▸ **Page excerpt**:
──────

Publishing operations were carried out during the period by the subsidiary 505 Games S.r.l. (which coordinates the segment), together with 505 Games France S.a.s., 505 Games Ltd., 505 Games (US) Inc., 505 Games Spain Slu and 505 Games GmbH, operating respectively in the French, U.K., U.S., Spanish and German markets. The company 505 Games Interactive (US) Inc. provides consultancy on behalf of 505 Games S.r.l. The Swedish company 505 Games Nordic AB was dormant during the period and is currently in liquidation.

Mobile: this business segment is responsible for the production and marketing of video games for mobile (smartphone and tablet) platforms and for social networks. The segment is coordinated by 505 Mobile S.r.l., which controls the U.S. company 505 Mobile (US) Inc., which provided consultancy on behalf of its parent company. With the acquisition of the English company DR Studios Ltd. on 12 September 2014, the business segment benefited from an expansion of the activities carried out, which now also include the development of applications. The segment also includes Game Entertainment S.r.l., which in the previous year began to manage mobile video games based on advertising revenue.

The distinctive nature of the video games of the Mobile business segment relates to the different distribution platforms from the Publishing business and the possibility for players to download free applications from the marketplaces and then spend money during the phases of the game.

505 Mobile is the trade name used by the Group worldwide in the segment.

──────

▸ **Stored records**:

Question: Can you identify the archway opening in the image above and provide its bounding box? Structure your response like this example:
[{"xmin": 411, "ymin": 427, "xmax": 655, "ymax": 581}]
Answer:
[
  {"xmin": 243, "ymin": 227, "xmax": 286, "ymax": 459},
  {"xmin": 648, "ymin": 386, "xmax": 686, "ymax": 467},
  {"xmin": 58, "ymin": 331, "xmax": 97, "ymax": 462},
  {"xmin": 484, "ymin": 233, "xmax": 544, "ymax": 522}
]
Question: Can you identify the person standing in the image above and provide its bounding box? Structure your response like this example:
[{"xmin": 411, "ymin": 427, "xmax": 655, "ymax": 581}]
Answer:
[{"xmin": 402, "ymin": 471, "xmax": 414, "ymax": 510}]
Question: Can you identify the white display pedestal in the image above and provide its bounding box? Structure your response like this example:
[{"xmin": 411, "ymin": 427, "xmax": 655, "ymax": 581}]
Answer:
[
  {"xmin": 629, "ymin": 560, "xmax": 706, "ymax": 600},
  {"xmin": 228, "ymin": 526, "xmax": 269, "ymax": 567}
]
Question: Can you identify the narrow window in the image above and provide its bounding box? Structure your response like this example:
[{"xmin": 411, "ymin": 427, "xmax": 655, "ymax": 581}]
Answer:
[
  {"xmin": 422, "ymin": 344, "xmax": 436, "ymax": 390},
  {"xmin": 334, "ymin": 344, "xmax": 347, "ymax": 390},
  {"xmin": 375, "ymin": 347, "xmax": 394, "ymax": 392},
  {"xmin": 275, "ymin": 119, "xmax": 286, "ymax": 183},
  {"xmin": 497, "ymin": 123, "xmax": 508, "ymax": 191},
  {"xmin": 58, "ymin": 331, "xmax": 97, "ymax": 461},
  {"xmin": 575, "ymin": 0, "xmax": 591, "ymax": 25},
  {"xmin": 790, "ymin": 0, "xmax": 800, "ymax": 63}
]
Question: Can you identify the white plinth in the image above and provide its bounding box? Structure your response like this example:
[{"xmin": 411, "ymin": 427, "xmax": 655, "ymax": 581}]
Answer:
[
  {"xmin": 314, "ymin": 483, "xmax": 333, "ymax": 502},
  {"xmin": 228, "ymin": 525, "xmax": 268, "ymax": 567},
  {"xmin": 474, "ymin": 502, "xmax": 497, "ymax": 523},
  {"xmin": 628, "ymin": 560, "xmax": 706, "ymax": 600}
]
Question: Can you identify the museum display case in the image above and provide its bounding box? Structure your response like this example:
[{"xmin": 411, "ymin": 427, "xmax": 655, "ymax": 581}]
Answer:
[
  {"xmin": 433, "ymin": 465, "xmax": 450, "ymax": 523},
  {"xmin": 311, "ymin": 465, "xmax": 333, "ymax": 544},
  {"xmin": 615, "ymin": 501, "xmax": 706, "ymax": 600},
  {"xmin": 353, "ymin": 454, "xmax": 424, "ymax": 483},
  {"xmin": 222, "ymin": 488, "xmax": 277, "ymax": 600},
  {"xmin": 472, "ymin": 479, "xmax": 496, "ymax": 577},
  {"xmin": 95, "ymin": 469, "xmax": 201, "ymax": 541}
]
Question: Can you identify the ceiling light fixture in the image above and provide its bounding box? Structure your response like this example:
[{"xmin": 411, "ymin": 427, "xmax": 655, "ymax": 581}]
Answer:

──────

▸ **Exercises**:
• 1. According to the 505 Games segment description, why did the Mobile segment's activities expand to include the development of applications? Answer in one to three sentences.
• 2. In the 505 Games segment description, what is the current status of the Swedish company 505 Games Nordic AB?
• 3. Carry on the 505 Games segment description from its final sentence.

▸ **Results of the tasks**:
• 1. The Mobile segment's activities expanded because the group acquired the English company DR Studios Ltd. on 12 September 2014. That acquisition broadened the segment's work to include developing applications.

• 2. It was dormant during the period and is currently in liquidation.

• 3.
Italian Distribution: the distribution in Italy of video games acquired from international publishers. The games are marketed through a direct network of key accounts and through an indirect network of sales representatives.

These operations are conducted by the parent, Digital Bros S.p.A., under the Halifax brand, and by the subsidiary Game Service S.r.l. for alternative distribution channels.

The Group also distributes the Yu-Gi-Oh! trading card game throughout the country.

Other Activities: this residual business segment includes all operating activities of limited scope, which are consolidated into a separate business segment, in the interest of logical presentation of results. It includes the activities of the subsidiary Game Network S.r.l., which manages paid games under concession from AAMS (the Italian State Monopoly Administration) and the activities of the subsidiary Digital Bros Game Academy S.r.l. which organises IT and gaming specialisation courses, training courses and professional refresher courses, in multimedia and other formats.

Holding: this segment includes all coordinating functions carried out directly by Digital Bros S.p.A., in particular, the implementation of sound financial policies to support the Group's operations, management of office buildings and brand management. Administration, management control and development business have also been included in the Holding business segment.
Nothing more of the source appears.